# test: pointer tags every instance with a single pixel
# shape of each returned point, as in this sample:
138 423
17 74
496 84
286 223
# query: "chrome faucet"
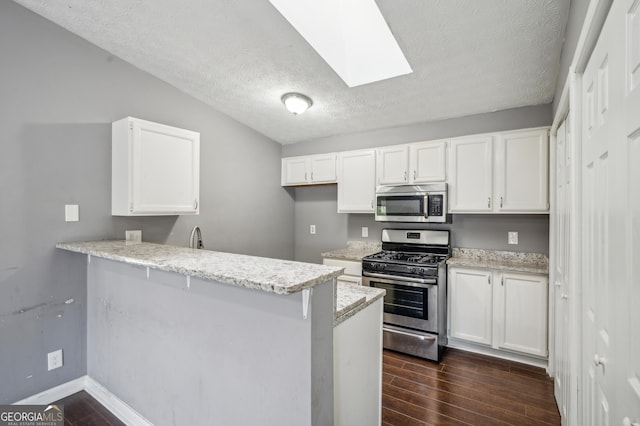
195 240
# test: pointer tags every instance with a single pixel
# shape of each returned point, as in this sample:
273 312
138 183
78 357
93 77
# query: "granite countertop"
536 263
355 250
269 275
352 298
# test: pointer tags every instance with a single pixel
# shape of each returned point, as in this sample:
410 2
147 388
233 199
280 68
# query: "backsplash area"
317 205
483 231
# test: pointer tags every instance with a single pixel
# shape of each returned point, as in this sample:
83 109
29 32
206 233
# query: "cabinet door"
392 163
356 181
521 313
470 305
471 175
522 183
165 169
323 168
427 162
294 171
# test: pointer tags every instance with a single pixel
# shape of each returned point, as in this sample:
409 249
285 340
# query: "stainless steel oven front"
408 304
414 312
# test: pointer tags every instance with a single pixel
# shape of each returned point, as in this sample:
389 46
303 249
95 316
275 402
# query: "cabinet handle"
599 360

WHAT TO WORK ON —
Return all the data exactly, and keep the pictures out.

RESULT FOR THIS EXERCISE —
# test: pointer tags every instance with a single pixel
# shape of each returned point, as in this sample:
138 423
17 74
496 84
286 223
# query: "chrome faucet"
195 240
# test: pointer tags every instance with a single pixel
# shape of each returned point, as in this sample:
273 312
138 183
78 357
93 77
# query: "granite countertop"
536 263
355 250
269 275
352 298
# test: pointer tags every instance with a single pixel
# shape of each returned point, as in this sample:
410 2
147 388
233 199
280 68
# query: "backsplash area"
317 205
483 231
# test: pointer tags every instance with a single pixel
# shape of each returned point, as in this sample:
83 109
29 32
206 233
# query: "cabinet door"
392 163
356 181
521 313
470 305
471 175
522 183
165 169
323 168
427 162
294 171
# test: pointer tags every instance with a single pixel
# shape of each returned point, as in this sample:
409 249
285 340
# query: "stainless steel oven front"
408 304
414 312
# test: pointer tags every instance with a single pixel
# shape of each returned point, as in this sample:
389 46
303 249
95 316
275 402
# query: "cabinet handle"
599 360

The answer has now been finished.